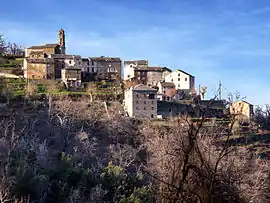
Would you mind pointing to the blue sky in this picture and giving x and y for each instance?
(227, 40)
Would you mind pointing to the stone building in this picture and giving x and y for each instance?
(71, 77)
(141, 102)
(41, 55)
(242, 108)
(129, 72)
(39, 68)
(166, 91)
(64, 61)
(103, 68)
(182, 80)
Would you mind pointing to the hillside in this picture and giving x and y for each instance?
(80, 151)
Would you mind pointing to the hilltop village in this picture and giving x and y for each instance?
(145, 91)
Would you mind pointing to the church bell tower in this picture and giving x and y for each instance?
(61, 41)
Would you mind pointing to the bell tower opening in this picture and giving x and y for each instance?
(61, 41)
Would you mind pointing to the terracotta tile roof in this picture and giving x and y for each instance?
(167, 84)
(103, 58)
(153, 68)
(44, 46)
(64, 56)
(48, 60)
(139, 62)
(141, 87)
(36, 52)
(185, 72)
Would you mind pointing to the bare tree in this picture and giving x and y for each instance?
(194, 163)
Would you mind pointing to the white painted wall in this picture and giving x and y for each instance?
(129, 71)
(181, 80)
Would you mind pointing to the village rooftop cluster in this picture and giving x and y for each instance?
(150, 91)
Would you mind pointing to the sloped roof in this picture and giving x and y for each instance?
(167, 84)
(185, 72)
(141, 87)
(139, 62)
(44, 46)
(64, 56)
(47, 60)
(152, 68)
(103, 58)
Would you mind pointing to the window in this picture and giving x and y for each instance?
(151, 96)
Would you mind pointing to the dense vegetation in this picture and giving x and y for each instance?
(58, 149)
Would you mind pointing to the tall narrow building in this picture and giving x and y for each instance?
(62, 43)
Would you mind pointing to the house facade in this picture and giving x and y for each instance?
(103, 67)
(166, 91)
(71, 77)
(129, 66)
(39, 68)
(141, 102)
(242, 108)
(64, 61)
(182, 80)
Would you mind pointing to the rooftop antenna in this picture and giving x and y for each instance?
(219, 90)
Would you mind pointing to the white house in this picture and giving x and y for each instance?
(129, 67)
(182, 80)
(141, 102)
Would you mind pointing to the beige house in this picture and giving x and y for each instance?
(166, 91)
(71, 77)
(103, 67)
(141, 102)
(242, 108)
(182, 80)
(129, 68)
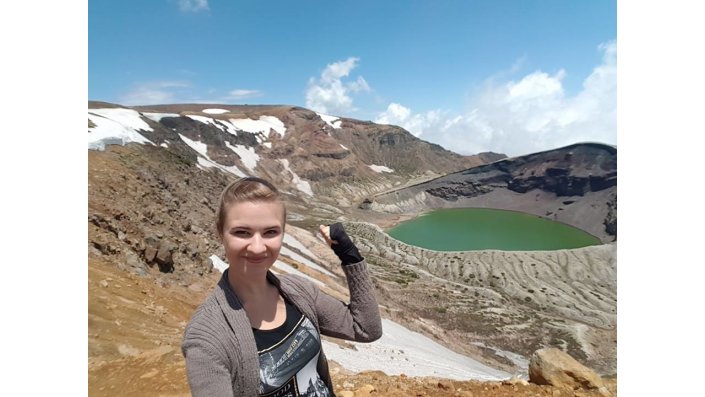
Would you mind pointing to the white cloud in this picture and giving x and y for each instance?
(193, 5)
(236, 95)
(152, 93)
(524, 116)
(329, 93)
(417, 124)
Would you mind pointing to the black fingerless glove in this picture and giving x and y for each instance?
(345, 249)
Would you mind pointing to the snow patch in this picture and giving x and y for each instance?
(332, 121)
(400, 350)
(300, 183)
(115, 126)
(380, 168)
(215, 111)
(218, 263)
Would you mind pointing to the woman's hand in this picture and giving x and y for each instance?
(325, 232)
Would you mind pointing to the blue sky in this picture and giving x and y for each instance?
(508, 76)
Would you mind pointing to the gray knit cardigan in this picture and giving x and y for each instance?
(219, 346)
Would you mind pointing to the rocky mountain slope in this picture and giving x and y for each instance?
(154, 176)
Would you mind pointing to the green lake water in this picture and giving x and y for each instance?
(466, 229)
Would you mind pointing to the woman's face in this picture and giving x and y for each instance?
(252, 235)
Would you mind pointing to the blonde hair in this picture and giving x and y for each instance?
(243, 190)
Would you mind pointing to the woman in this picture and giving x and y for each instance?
(258, 334)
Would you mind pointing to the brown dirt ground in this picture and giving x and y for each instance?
(135, 325)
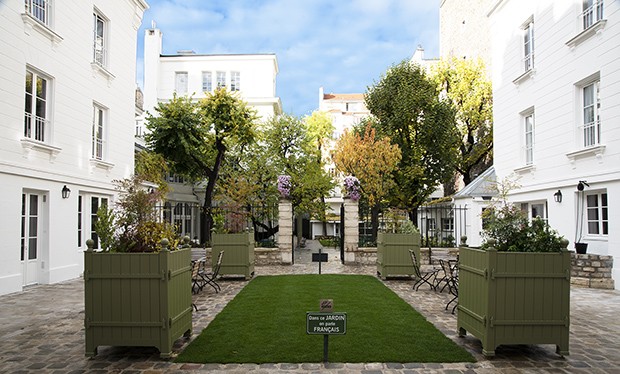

Work instructions
Please count the lines in the items that contain the string "house", treating uppercase and lowercase as different, and give only the number.

Solution for this problem
3